▶ [CONSIGNE 1]: D'après l'extrait du document, combien de semaines dure la réflexion de la conférence Ambition France Transports ?

« Ce ne sont pas les gouverneurs qui gouvernent, mais le peuple des citoyens. Mon idée est de construire, avec eux, cette volonté nationale de rétablissement de l’équilibre productif, et de nos comptes », assure François Bayrou qui est venu, à Marseille, donner le départ des dix semaines de réflexion de la conférence Ambition France Transports qui a pour objectif de définir un nouveau modèle de financement des infrastructures de transports : les services express régionaux métropolitains (SERM), les infrastructures routières, ferroviaires et de marchandises.
Dette grise
Pour atteindre cet objectif, le gouvernement a déterminé trois défis majeurs autour desquels se concentreront élus des collectivités, acteurs privés et publics, experts, opérateurs, fédérations professionnelles, associations environnementales, usagers : moderniser les réseaux qui deviennent vieillissants, augmenter l’offre de transports sur l’ensemble du pays pour lutter contre « une dynamique de fracture entre les territoires » notamment au détriment des villes moyennes et zones rurales, accélérer la transition écologique des mobilités. Car le constat est sans appel : « après des décennies de sous-investissement et d’imprévisions, nos réseaux sont vieillissants », à l’instar des 50% de chaussées du million de kilomètres de routes françaises et des 34% de ponts dégradés – des chiffres en hausse de 4 et 5% entre 2018 et 2022. Une dette grise à résorber, se plaçant comme priorité gouvernementale.

▶ [DONNÉES DE L'EXERCICE]:
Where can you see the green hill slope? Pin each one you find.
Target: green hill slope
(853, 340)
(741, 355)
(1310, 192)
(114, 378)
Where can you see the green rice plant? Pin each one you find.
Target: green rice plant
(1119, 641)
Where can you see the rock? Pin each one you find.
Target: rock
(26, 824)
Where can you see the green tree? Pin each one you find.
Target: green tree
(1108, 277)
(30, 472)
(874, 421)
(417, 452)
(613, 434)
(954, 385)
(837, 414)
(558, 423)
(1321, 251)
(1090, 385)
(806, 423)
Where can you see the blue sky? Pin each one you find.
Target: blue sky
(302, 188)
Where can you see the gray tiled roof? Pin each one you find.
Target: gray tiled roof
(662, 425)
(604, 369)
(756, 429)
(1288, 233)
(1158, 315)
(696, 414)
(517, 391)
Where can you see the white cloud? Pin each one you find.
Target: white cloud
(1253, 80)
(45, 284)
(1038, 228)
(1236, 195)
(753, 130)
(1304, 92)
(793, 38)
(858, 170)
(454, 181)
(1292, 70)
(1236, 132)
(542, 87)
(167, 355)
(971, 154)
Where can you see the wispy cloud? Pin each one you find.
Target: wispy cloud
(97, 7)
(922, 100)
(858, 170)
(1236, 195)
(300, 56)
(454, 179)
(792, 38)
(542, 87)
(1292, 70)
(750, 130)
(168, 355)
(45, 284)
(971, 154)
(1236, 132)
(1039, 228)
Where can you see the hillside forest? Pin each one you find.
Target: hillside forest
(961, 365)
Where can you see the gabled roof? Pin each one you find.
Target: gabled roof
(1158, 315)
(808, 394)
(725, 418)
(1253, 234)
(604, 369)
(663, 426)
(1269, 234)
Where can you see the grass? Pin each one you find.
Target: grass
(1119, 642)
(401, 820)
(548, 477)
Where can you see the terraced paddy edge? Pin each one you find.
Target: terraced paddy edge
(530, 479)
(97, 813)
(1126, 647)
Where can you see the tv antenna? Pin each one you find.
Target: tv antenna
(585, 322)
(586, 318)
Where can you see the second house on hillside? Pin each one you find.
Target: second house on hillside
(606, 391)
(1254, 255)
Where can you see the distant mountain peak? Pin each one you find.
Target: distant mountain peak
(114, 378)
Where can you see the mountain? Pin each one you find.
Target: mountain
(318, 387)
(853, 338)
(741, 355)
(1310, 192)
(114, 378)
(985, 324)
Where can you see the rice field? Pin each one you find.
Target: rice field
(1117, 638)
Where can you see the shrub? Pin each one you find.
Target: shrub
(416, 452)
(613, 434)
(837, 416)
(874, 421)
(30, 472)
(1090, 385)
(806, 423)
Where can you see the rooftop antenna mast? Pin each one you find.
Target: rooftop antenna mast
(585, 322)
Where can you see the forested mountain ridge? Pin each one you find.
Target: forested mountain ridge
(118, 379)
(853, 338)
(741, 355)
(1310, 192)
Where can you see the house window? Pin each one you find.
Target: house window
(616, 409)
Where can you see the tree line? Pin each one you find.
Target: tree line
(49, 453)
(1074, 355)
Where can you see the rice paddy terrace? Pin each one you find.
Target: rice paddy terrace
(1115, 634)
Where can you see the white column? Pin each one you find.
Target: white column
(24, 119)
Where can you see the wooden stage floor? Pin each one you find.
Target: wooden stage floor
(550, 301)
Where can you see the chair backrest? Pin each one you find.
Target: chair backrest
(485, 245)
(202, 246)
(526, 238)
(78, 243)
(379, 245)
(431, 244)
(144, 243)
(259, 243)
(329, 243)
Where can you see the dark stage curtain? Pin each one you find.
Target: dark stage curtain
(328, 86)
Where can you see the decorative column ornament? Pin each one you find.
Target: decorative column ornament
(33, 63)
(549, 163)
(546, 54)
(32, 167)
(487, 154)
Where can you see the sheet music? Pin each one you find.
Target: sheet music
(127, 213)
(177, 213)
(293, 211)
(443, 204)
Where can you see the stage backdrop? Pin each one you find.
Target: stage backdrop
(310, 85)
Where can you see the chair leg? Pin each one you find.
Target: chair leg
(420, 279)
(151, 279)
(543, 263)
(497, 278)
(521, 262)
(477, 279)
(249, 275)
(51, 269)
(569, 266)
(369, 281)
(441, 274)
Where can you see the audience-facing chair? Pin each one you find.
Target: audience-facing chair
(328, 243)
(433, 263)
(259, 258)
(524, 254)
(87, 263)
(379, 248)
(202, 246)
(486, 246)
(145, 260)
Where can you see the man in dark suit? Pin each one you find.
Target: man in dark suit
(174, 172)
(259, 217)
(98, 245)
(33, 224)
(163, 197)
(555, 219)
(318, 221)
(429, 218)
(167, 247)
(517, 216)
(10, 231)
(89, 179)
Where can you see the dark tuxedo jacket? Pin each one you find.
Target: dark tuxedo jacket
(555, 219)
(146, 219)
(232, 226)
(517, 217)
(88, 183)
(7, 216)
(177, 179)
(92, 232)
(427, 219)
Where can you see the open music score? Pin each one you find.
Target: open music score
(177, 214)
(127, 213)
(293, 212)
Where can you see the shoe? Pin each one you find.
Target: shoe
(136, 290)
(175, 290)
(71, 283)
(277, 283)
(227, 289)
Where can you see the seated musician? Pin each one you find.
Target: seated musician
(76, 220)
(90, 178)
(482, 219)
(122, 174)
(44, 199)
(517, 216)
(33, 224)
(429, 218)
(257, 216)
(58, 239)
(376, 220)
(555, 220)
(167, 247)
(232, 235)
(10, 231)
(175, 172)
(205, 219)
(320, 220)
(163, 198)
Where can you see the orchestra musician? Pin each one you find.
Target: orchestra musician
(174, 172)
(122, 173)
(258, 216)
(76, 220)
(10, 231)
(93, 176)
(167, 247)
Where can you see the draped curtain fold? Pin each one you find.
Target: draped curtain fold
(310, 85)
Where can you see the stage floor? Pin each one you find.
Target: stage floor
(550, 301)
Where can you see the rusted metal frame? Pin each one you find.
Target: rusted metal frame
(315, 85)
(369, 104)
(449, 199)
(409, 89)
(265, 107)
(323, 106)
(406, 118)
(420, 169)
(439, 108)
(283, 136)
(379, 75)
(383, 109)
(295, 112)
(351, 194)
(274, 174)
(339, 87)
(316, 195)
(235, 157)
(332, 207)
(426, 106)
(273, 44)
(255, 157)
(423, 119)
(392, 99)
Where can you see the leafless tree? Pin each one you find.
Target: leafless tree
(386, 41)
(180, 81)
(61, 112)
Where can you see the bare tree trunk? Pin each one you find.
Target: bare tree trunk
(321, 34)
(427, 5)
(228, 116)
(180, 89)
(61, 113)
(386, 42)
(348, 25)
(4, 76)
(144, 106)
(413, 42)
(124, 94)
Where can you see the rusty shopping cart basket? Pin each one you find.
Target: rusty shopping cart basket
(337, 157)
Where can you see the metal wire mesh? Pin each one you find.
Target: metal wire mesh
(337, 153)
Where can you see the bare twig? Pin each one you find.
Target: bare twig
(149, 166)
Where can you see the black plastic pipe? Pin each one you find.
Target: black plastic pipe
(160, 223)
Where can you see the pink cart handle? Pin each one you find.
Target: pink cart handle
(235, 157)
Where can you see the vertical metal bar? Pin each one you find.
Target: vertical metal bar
...
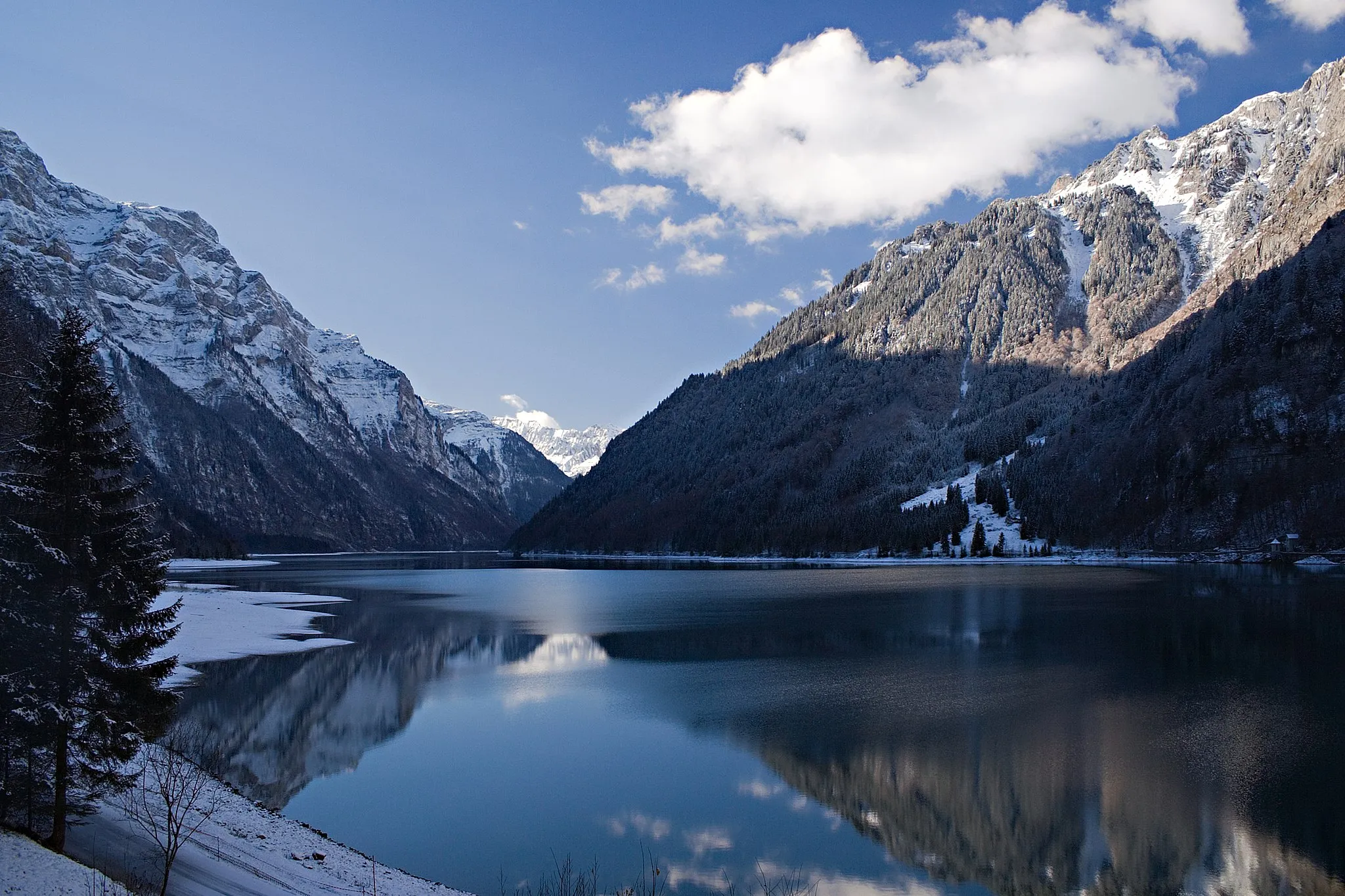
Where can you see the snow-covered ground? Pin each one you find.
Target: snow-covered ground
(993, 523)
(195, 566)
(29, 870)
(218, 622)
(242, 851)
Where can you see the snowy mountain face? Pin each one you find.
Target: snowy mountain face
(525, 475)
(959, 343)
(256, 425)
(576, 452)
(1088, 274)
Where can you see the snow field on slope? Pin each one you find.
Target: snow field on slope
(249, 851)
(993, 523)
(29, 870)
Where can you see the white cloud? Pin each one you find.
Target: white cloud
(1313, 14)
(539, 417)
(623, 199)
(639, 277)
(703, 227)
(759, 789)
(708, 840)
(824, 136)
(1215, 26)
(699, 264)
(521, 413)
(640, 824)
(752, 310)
* * *
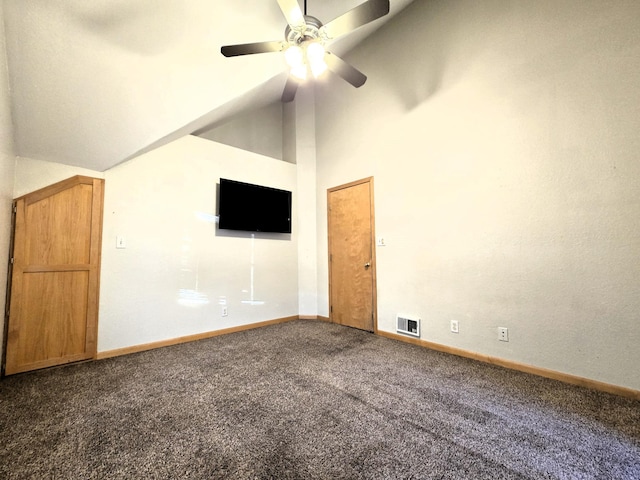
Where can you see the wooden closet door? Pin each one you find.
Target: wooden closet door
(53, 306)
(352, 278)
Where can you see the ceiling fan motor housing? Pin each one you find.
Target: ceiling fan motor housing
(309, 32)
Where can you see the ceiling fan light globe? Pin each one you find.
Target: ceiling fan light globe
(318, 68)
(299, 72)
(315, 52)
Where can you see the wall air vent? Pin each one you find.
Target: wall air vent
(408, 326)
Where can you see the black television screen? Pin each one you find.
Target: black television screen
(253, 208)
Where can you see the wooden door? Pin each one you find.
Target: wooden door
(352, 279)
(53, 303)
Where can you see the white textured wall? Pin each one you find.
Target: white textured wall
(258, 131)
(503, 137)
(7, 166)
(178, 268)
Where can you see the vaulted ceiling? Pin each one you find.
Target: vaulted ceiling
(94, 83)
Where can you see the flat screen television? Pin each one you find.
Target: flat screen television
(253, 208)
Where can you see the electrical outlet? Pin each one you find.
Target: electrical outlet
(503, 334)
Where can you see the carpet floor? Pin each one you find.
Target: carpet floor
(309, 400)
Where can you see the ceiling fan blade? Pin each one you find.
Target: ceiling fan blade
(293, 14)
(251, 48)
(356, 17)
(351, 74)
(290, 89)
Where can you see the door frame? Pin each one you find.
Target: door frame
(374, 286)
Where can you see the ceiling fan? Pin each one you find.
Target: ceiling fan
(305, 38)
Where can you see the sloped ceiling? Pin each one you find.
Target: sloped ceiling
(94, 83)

▶ [CONSIGNE 2]: Relevez toutes les lignes des enregistrements qui contiennent la chaîne "pipe". La casse compte.

▶ [RÉPONSE RÉDIGÉE 1]: Elle dure dix semaines.

▶ [RÉPONSE RÉDIGÉE 2]:
Where can you see the black plastic pipe? Pin each one you find.
Target: black plastic pipe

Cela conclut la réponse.